- **DIRECTIVE**:
Render the lines below as a JSON list of strings, one string per line, omitting blank lines and the pictures.

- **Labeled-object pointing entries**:
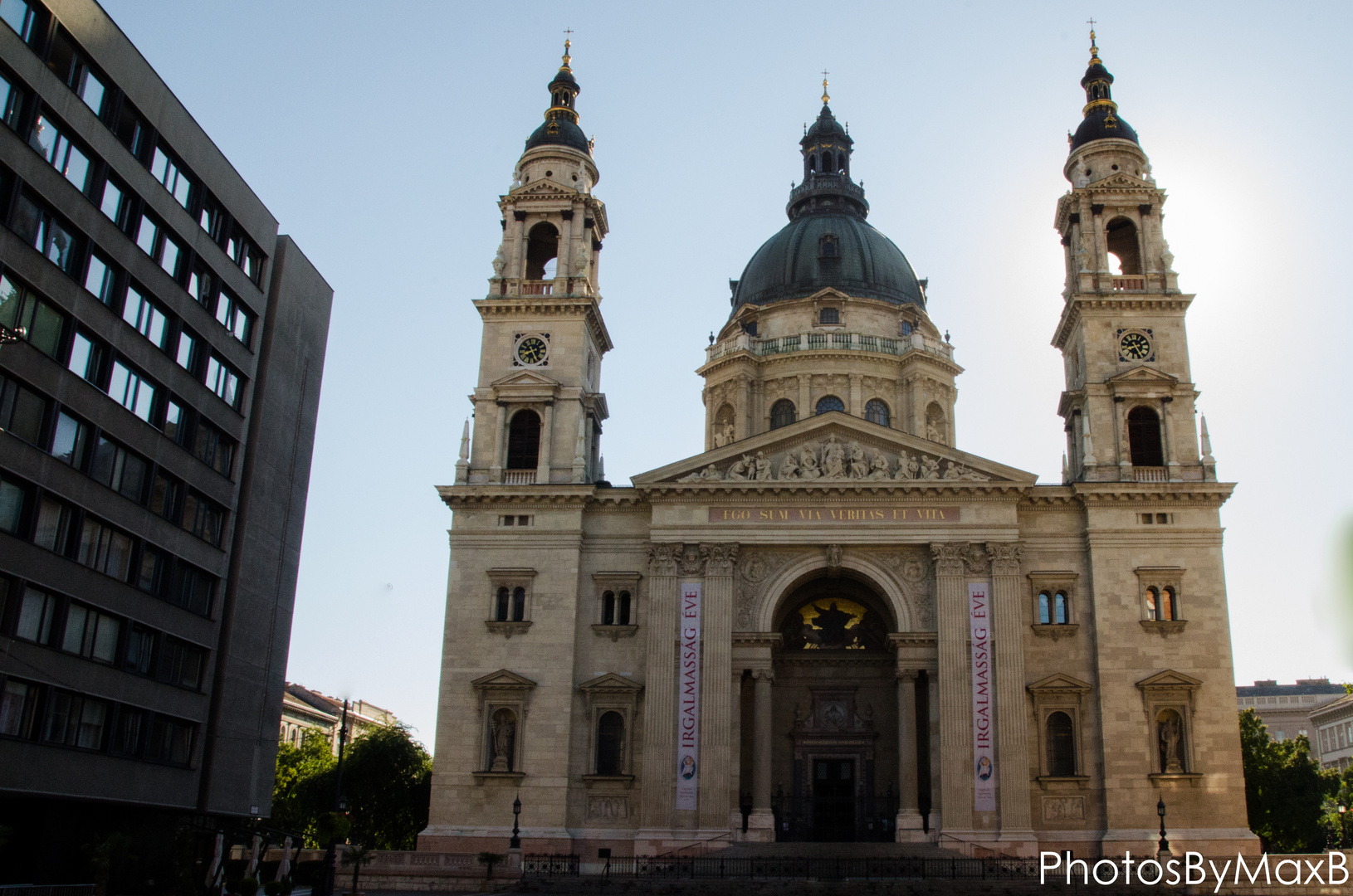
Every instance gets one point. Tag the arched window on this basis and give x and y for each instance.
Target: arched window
(1144, 436)
(781, 414)
(1170, 743)
(1061, 745)
(502, 741)
(830, 403)
(541, 249)
(1121, 236)
(610, 743)
(524, 441)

- **WORKED ANSWER**:
[
  "Every instance gets one point. Tag the arched window on this basis and give x and y for each instance.",
  "Target: arched window",
  "(1144, 436)",
  "(781, 414)",
  "(1170, 743)",
  "(1061, 745)",
  "(502, 741)",
  "(830, 403)",
  "(541, 249)",
  "(1121, 236)",
  "(610, 743)",
  "(524, 441)"
]